**Aufgaben:**
1. Erkläre in ein bis drei Sätzen, warum der Text über das Heilen durch Christus Jesus den Menschen ebenfalls als vollkommen bezeichnet.
2. Führe den Text über das Heilen durch Christus Jesus weiter.

**Vorliegender Text:**
☆ ☆ ☆ ☆ ☆ ☆ ☆
Christus Jesus sah auf Grund seiner Liebe, daß sich in jedem Menschen etwas von Gottes Art bekundet. Damit, daß der Meister den Menschen als vollkommen sah und wußte, daß die Irrtumsannahmen, die geltend machten, der Mensch zu sein, unwirklich waren, erwies er den Menschen in der Tat das denkbar höchste Maß der Liebe. Wenn wir also sehen, daß unsere Mitmenschen in Wahrheit Gottes Ebenbild sind, so ist dies gleichfalls die höchste Liebe, die wir widerspiegeln können. Mary Baker Eddy, die Entdeckerin und Gründerin der Christlichen Wissenschaft, zeigt im Lehrbuch „Wissenschaft und Gesundheit mit Schlüssel zur Heiligen Schrift“ klar, daß Christus Jesus auf diese Weise heilte. Sie schreibt auf Seite 476 und 477: „Jesus sah in der Wissenschaft den vollkommenen Menschen, der ihm da erschien, wo den Sterblichen der sündige, sterbliche Mensch erscheint. In diesem vollkommenen Menschen sah der Heiland Gottes eignes Gleichnis, und diese korrekte Anschauung vom Menschen heilte die Kranken.“
Die Bibel lehrt uns, daß der Mensch zu Gottes Bild und Gleichnis geschaffen ist, und Mrs. Eddy betont diese große geistige Tatsache überall in ihren Schriften. Daß der Mensch geistig — dem vollkommenen Schöpfer entsprechend sogar vollkommen — ist, dies ist geradezu die Grundlage der christlich-wissenschaftlichen Lehre. Und wenn man Gottes Allheit und Vollkommenheit versteht, und ferner versteht, daß Seine Idee, der Mensch, ebenfalls vollkommen ist, weil Gott vollkommen ist, werden solch irrige sterbliche Annahmen wie Krankheit, Leid, Armut, Furcht, und Sünde geheilt.
☆ ☆ ☆ ☆ ☆ ☆ ☆
(Annotierte Lokalisierungsdaten zu Fotos)

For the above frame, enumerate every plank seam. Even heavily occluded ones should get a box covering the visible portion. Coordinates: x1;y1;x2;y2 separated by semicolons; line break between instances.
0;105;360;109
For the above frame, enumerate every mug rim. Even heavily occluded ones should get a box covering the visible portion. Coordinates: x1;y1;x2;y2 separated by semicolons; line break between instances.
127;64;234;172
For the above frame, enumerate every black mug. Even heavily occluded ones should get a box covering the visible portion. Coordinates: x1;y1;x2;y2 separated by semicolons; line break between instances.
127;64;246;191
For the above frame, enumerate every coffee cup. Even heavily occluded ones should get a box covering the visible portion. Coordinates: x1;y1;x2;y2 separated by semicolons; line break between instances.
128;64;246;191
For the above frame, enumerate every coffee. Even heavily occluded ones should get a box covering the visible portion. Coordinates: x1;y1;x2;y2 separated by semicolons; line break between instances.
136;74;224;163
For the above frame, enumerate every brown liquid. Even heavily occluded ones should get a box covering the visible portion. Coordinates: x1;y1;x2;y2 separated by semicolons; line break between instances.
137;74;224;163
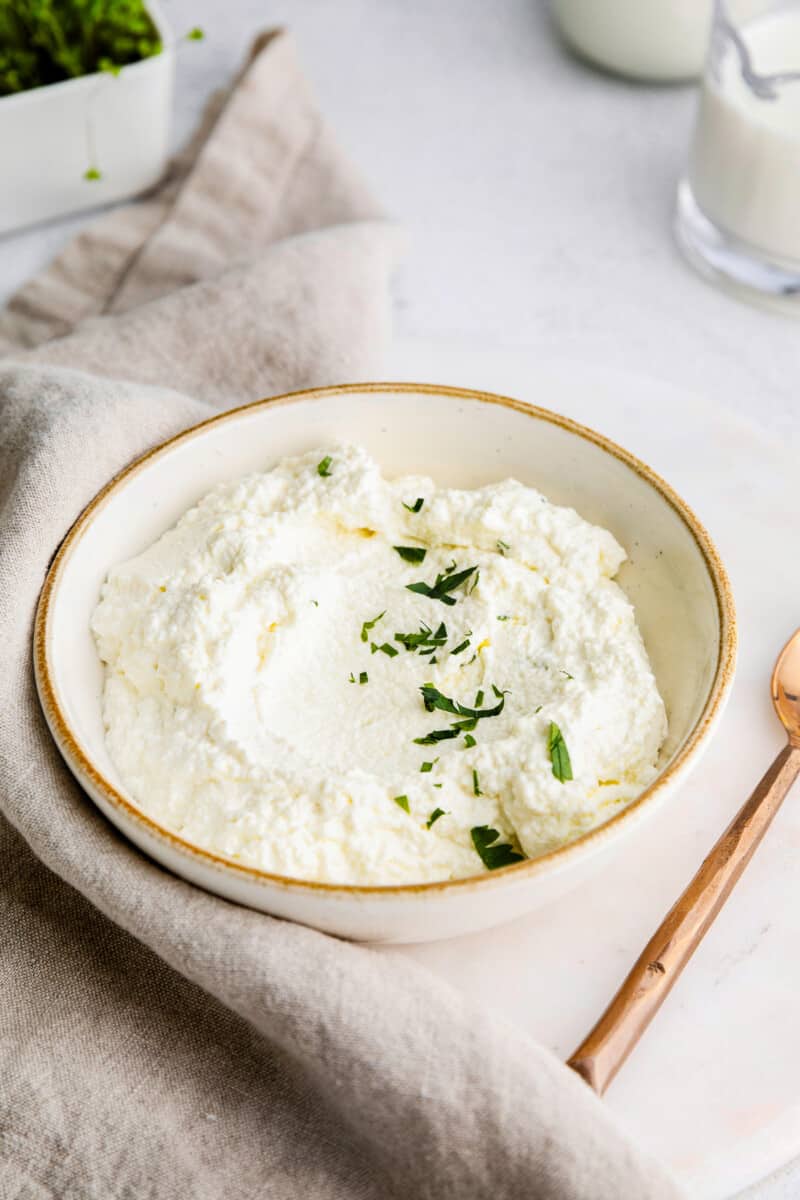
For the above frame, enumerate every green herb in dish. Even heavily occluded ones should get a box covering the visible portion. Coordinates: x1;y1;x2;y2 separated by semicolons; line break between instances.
469;826;525;871
393;546;427;563
547;721;572;784
405;564;477;605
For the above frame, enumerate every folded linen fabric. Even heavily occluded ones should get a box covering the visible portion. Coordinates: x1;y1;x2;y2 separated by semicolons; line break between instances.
0;28;678;1200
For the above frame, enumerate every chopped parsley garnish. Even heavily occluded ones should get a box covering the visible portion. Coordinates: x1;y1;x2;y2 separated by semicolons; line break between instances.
393;546;427;563
414;683;505;746
469;826;525;871
420;683;505;724
395;622;447;654
369;642;399;659
361;608;386;642
547;721;572;784
414;725;461;746
405;563;477;605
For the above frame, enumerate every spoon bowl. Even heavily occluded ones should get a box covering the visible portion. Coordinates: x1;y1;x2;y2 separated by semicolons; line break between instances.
567;629;800;1094
772;629;800;745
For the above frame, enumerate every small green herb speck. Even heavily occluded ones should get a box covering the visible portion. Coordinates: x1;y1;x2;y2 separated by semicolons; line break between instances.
405;563;477;605
469;826;525;871
395;620;447;654
369;642;399;659
547;721;572;784
393;546;427;563
361;608;386;653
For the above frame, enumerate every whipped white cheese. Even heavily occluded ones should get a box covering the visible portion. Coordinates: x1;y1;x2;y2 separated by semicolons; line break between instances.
92;445;666;884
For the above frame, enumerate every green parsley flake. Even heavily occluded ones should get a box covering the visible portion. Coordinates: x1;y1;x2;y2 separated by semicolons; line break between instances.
393;546;427;563
395;620;447;654
469;826;525;871
405;563;477;605
361;608;386;642
547;721;572;784
414;683;505;746
369;642;399;659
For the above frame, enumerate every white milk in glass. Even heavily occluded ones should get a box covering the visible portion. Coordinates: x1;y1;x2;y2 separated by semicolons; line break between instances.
688;4;800;266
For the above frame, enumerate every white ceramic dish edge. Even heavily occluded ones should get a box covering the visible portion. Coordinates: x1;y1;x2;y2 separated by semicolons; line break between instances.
35;384;736;941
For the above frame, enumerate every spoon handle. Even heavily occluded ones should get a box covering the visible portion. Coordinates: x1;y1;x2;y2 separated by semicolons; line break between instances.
567;744;800;1096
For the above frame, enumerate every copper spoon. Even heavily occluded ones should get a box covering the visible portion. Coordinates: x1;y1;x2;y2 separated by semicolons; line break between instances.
567;630;800;1096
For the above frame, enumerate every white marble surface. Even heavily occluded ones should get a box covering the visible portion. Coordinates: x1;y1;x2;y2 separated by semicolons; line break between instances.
0;0;800;1200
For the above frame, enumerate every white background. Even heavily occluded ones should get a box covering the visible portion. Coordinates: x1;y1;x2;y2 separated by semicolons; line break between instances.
0;0;800;1200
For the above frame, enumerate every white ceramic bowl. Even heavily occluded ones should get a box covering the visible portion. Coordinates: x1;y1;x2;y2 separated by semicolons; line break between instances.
35;384;735;942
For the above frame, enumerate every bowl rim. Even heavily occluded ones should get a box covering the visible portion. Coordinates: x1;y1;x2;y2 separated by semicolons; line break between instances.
34;383;738;898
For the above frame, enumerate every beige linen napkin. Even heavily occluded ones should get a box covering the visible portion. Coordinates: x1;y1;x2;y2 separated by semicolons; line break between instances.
0;28;678;1200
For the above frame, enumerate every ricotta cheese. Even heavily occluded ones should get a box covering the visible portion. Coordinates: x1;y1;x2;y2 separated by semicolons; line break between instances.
92;445;667;884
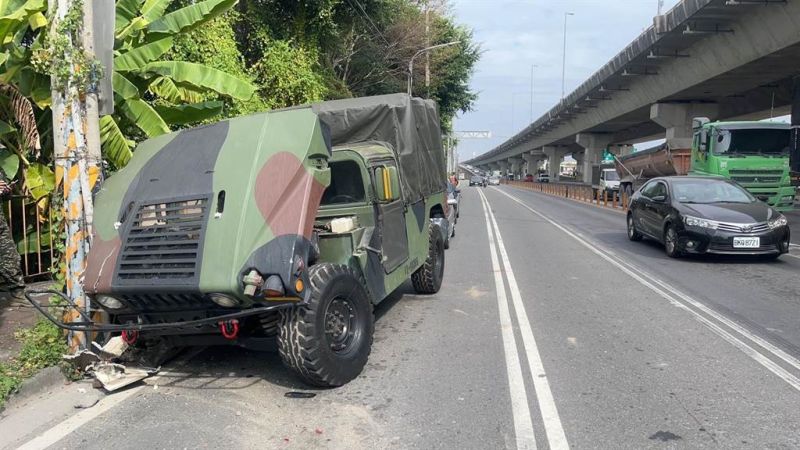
☆ ☆ ☆ ☆ ☆ ☆ ☆
**Lösungen:**
1. Der Mensch ist nach dem Text Gottes Idee und zu Seinem Bild und Gleichnis geschaffen. Er ist deshalb ebenfalls vollkommen, weil Gott vollkommen ist.

2.
In ihrer Botschaft an Die Mutterkirche für das Jahr 1902 (S. 9) legt unsere Führerin Jesu Gebot: „Folge du mir und laß die Toten ihre Toten begraben“, so aus: „Mit andern Worten, laß dir weniger an der Welt, an Beliebtheit, Gepränge und Bequemlichkeit gelegen sein und liebe.“ Dies ist die Liebe der göttlichen Liebe, die in uns und in andern die Erfüllung des Gesetzes Gottes ist. Die Liebe, die zu segnen und zu heilen trachtet, ist geduldig; sie bleibt Liebe, auch wenn sie nicht geschätzt und nicht erwidert wird. Sie ist eine völlig selbstlose Liebe, die die ganze Menschheit umfaßt und einen bereichert. Sie vernichtet die mit Teilnahmlosigkeit und Haß verbundene Armut. Sie ist nie niedergeschlagen, selbst wenn es augenblicklich scheinen mag, als ob ihre Bemühungen die Heilung oder das ersehnte Gute nicht bewirkten. Sie ist unendlich größer als bloße menschliche Liebe, die oft selbstsüchtig und unwürdig ist. Sie ist die Liebe Gottes, die der Mensch, Sein Ebenbild, bewußt widerspiegelt.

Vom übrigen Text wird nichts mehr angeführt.